Convert all of the material below into a two-column CSV with the columns "instruction" and "points", one row per instruction. Put each instruction and its points in a single quoted field with line breaks replaced by spaces, and leave out the pictures.

SUPPLIED DATA
************

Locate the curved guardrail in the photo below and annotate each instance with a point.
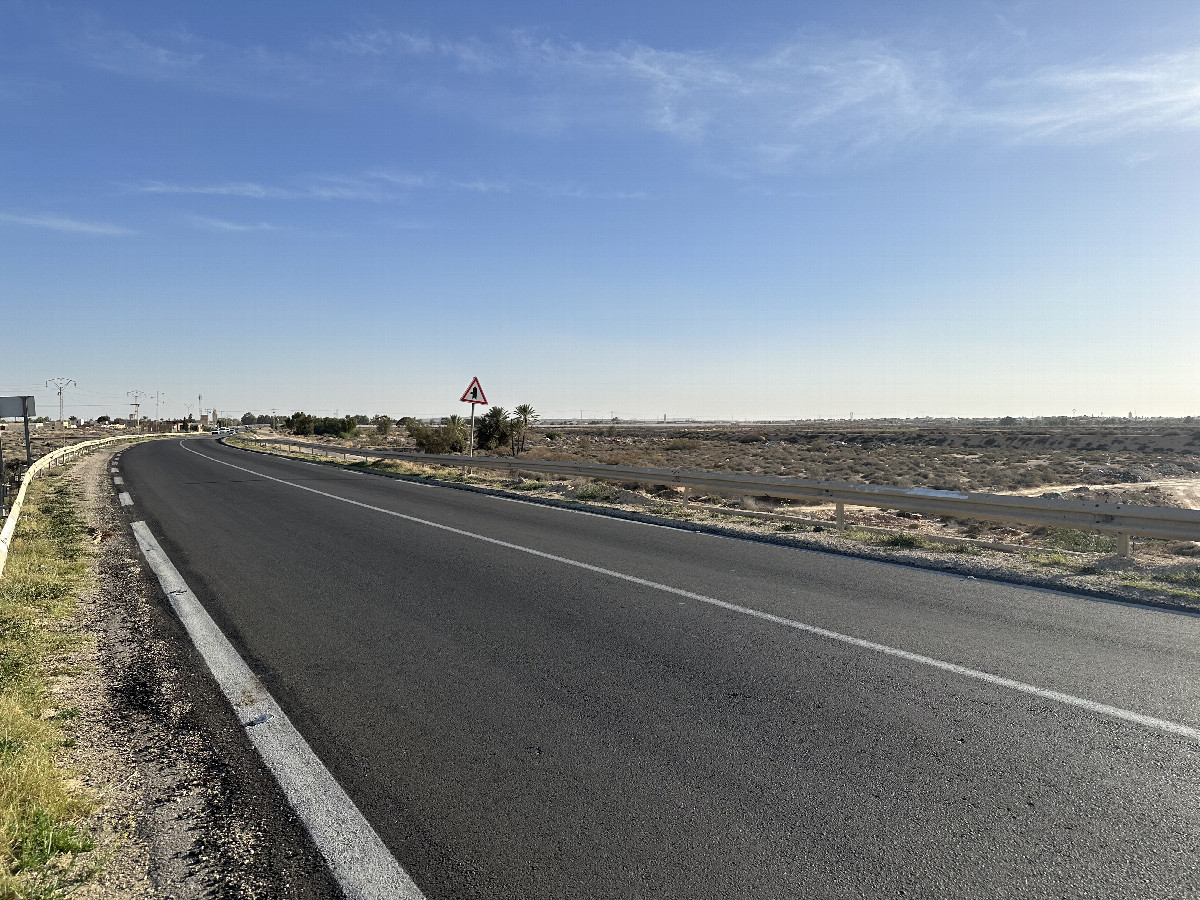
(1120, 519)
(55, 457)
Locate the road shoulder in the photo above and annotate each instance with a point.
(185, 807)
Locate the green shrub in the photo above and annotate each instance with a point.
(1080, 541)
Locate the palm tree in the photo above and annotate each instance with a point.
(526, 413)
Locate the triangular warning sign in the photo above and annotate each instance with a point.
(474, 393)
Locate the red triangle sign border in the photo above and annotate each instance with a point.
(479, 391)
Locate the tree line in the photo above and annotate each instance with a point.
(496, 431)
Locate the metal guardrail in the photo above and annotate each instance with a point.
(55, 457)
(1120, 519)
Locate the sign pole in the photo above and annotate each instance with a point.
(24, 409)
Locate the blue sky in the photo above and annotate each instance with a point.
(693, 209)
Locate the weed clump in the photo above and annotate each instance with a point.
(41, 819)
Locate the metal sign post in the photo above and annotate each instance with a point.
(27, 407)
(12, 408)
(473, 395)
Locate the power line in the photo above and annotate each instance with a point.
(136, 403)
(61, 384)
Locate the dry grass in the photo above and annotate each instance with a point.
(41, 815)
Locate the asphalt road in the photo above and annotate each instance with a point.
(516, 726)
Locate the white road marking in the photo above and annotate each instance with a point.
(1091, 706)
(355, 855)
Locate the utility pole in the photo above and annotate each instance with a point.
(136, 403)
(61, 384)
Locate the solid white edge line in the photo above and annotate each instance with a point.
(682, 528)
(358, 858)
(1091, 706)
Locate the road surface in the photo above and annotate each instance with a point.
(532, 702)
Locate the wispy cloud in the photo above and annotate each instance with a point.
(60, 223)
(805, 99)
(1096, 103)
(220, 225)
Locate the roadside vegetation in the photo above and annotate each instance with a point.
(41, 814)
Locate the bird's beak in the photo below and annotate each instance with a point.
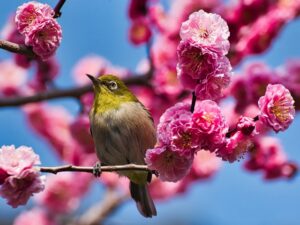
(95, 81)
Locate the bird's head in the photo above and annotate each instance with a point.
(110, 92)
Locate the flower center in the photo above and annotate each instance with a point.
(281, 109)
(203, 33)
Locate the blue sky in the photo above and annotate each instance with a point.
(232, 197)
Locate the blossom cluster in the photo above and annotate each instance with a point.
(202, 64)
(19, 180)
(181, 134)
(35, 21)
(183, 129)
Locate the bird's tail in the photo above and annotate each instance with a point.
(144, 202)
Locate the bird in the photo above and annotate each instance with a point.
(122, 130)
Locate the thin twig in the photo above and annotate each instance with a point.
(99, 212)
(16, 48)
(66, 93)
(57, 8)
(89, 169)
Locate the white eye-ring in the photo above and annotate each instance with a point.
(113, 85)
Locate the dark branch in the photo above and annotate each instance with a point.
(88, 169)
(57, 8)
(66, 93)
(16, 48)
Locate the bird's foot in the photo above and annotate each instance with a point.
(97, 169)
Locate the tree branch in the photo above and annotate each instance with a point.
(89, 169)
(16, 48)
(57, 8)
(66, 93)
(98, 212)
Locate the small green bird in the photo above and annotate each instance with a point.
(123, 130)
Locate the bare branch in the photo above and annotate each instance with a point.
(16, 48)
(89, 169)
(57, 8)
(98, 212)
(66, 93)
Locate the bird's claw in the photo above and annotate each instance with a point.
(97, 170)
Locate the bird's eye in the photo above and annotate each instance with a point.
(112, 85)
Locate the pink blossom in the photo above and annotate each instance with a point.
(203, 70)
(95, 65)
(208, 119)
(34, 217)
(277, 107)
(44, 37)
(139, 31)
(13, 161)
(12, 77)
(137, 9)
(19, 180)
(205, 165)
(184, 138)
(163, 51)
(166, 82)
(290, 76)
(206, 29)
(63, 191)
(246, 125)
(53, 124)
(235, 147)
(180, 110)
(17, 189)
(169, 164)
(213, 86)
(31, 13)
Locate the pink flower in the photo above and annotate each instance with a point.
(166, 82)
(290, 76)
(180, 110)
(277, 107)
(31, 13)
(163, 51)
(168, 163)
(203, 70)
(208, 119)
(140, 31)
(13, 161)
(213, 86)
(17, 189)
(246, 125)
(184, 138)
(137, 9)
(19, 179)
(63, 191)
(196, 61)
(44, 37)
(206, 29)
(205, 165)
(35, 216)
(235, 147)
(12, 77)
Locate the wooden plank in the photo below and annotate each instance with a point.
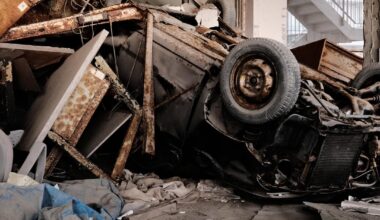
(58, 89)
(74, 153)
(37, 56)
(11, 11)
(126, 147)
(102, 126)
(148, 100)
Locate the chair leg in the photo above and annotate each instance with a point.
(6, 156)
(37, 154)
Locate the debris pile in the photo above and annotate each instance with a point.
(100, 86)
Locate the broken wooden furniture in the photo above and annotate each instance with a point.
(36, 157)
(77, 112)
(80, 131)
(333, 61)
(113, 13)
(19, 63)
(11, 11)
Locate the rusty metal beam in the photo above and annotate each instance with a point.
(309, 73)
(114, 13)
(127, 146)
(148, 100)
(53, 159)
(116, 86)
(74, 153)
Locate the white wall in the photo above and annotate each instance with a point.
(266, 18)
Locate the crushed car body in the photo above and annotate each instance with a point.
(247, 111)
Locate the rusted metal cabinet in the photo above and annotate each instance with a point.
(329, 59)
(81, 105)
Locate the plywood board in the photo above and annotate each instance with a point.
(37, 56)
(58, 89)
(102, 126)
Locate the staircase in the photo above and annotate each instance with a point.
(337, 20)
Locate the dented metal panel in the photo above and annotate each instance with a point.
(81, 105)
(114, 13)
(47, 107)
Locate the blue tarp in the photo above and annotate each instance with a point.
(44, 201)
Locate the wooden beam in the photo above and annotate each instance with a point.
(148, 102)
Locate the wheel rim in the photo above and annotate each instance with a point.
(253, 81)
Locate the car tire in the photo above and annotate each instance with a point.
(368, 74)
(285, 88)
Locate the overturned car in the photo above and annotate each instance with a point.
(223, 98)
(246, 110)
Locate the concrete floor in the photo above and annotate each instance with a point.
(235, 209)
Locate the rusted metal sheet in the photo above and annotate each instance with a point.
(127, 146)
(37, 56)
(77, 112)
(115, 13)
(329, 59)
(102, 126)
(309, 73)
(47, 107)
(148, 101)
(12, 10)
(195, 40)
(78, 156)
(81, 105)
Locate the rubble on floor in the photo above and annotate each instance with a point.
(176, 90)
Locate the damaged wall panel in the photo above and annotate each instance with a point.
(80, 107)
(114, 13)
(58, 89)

************

ANSWER IN FULL
instruction,points
"Locate the curved guardrail in the photo below and annotate each instance with a point.","(1120, 519) (55, 457)"
"Locate the road shoulder in the photo above and annotate each instance with a point.","(185, 807)"
"Locate the green shrub in the photo above and annotate each instance with a point.","(1080, 541)"
"Locate the palm tree in the photo above and annotate each instance with a point.","(526, 413)"
"Locate the triangular warning sign in the photo above and annotate each instance with a point.","(474, 393)"
"Locate the red triangle sign border in the photo above and annotate each instance with a point.","(479, 391)"
"Locate the tree line in the photo above and annotate each instance with a point.","(496, 431)"
"Locate the metal guardrail in the photo above and annotate each instance with a point.","(55, 457) (1120, 519)"
"Locate the sign pole in the photo above and annotate each instance with a point.","(24, 409)"
"Locate the blue sky in the photo above and annotate each instance with a point.","(693, 209)"
"Locate the weed clump in the photo above and annotate each instance with a point.","(41, 819)"
"Locate the metal sign post in the photo above and annotate each instance with a point.","(27, 407) (12, 408) (473, 395)"
"Locate the power line in the photo above and annotate each instance with a point.","(136, 403) (61, 384)"
"Locate the dry grass in the photo above and annotate each instance with a point.","(41, 815)"
"Locate the asphalt road in the photo above and annotate each instance with a point.","(516, 726)"
"Locate the white road marking in the photo above and annotate each instance with a point.","(1091, 706) (355, 855)"
"Locate the utility pole in the photo above and annotate each instance with a point.","(136, 403) (61, 384)"
"Locate the solid white edge line in the photo above and annotate each instance with a point.","(682, 528) (358, 858) (1091, 706)"
"Locate the road surface in the photo above and annotate each instance with a point.","(532, 702)"
"Locate the wispy cloud in the photo above and annotate each instance with a point.","(60, 223) (805, 99) (1096, 103) (220, 225)"
"Locate the roadside vegetation in the photo above and annotate each instance with a point.","(41, 814)"
"Locate the bird's beak in the photo below and annotate each instance with a point.","(95, 81)"
"Locate the bird's head in the photo above and annotate each instance with a point.","(110, 92)"
"Locate the flower center in the photo above and annotate each instance with a point.","(281, 109) (203, 33)"
"Locate the blue sky in the photo above and annotate each instance with a point.","(232, 197)"
"Locate the blossom cluster in the photo above and annotate each instance with a point.","(202, 64) (19, 180) (181, 134) (35, 21) (183, 129)"
"Locate the bird's tail in the photo above and annotate each instance with a point.","(144, 202)"
"Locate the bird in the photo above and annotate each instance with a point.","(122, 130)"
"Locate the thin twig in the photo above and annotate each instance with a point.","(99, 212) (16, 48) (66, 93) (57, 8) (89, 169)"
"Locate the white eye-ring in the photo above and annotate each instance with a point.","(113, 85)"
"Locate the dark branch in the photo above and annotate each instance with a point.","(88, 169) (57, 8) (66, 93) (16, 48)"
"Locate the bird's foot in the photo above and annotate each instance with a point.","(97, 169)"
"Locate the tree branch in the photo above and annotate each instance with a point.","(89, 169) (16, 48) (57, 8) (66, 93) (98, 212)"
"Locate the small green bird in the photo above and annotate each instance with a point.","(123, 130)"
"Locate the bare branch in the photo above and annotate each instance with a point.","(16, 48) (89, 169) (57, 8) (98, 212) (66, 93)"
"Locate the bird's claw in the photo above and annotate each instance with a point.","(97, 170)"
"Locate the bird's eye in the photo above and annotate each instance with a point.","(112, 85)"
"Locate the pink blossom in the photo above and annotate each instance with a point.","(203, 70) (95, 65) (208, 119) (34, 217) (277, 107) (44, 37) (139, 31) (13, 161) (12, 77) (137, 9) (19, 180) (205, 165) (184, 138) (163, 51) (166, 82) (290, 76) (206, 29) (63, 191) (246, 125) (53, 124) (235, 147) (180, 110) (17, 189) (169, 164) (213, 86) (31, 13)"
"Locate the pink flower in the photo above and annotate each instance with a point.","(166, 82) (290, 76) (180, 110) (277, 107) (31, 13) (163, 51) (168, 163) (203, 70) (208, 119) (140, 31) (13, 161) (213, 86) (17, 189) (246, 125) (184, 138) (137, 9) (19, 179) (63, 191) (196, 61) (44, 37) (206, 29) (205, 165) (35, 216) (235, 147) (12, 77)"
"Locate the wooden plank in the photo below and annotate each instance with a point.","(58, 89) (74, 153) (37, 56) (11, 11) (126, 147) (102, 126) (148, 100)"
"Locate the chair leg in the photo above and annotate each instance with a point.","(6, 156) (37, 154)"
"Locate the debris pile in the photo above and annotate each instance with a point.","(100, 86)"
"Locate the broken wooden furniture in the photo above and annotate each instance with a point.","(36, 157) (77, 112) (80, 131) (333, 61) (113, 13) (19, 63) (11, 11)"
"Locate the rusty metal beam in the photo above and annotate each instance with a point.","(309, 73) (114, 13) (127, 146) (148, 100) (53, 159) (116, 86) (74, 153)"
"Locate the white wall in the photo above and annotate each instance with a point.","(266, 18)"
"Locate the crushed car body in the photo above and annotate each instance with a point.","(247, 111)"
"Locate the rusted metal cabinet in the photo above and annotate each instance with a point.","(329, 59) (81, 105)"
"Locate the plywood board in the photo above and annotate each instance with a point.","(37, 56) (58, 89) (102, 126)"
"Locate the staircase in the photo above and annotate each instance with a point.","(337, 20)"
"Locate the dented metal panel in the photo above and annotate each instance with a point.","(81, 105) (114, 13) (47, 107)"
"Locate the blue tarp in the photo above and annotate each instance with a point.","(44, 201)"
"Locate the wooden beam in the photo above and annotate each instance with a point.","(148, 102)"
"Locate the wheel rim in the photo above and annotate each instance with a point.","(253, 81)"
"Locate the car tire in the photo above and annotate each instance with a point.","(368, 74) (285, 88)"
"Locate the overturned car in the photo above and annotate each instance with a point.","(223, 98) (246, 110)"
"Locate the concrete floor in the photo above and annotate each instance with a point.","(235, 209)"
"Locate the rusted metal sheet in the photo above and annotate each instance with a point.","(127, 146) (37, 56) (77, 112) (115, 13) (329, 59) (102, 126) (309, 73) (47, 107) (148, 101) (12, 10) (195, 40) (78, 156) (81, 105)"
"Locate the rubble on floor in the photo above and annotate each instance with a point.","(176, 90)"
"Locate the damaged wall panel in the photo above and annotate each instance with a point.","(80, 107) (114, 13) (58, 89)"